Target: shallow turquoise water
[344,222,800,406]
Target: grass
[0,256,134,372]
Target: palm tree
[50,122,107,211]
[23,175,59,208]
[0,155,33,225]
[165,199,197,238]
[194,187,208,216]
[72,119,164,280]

══════

■ **Obiettivo**
Ricopia parola per parola tutte le righe qui sopra, senza modificare nulla.

■ **Compito svolto**
Target: shallow turquoise water
[344,222,800,406]
Target: grass
[0,256,134,372]
Target: palm tree
[50,122,107,211]
[23,175,59,208]
[0,155,33,225]
[165,199,197,238]
[194,187,208,216]
[72,119,164,280]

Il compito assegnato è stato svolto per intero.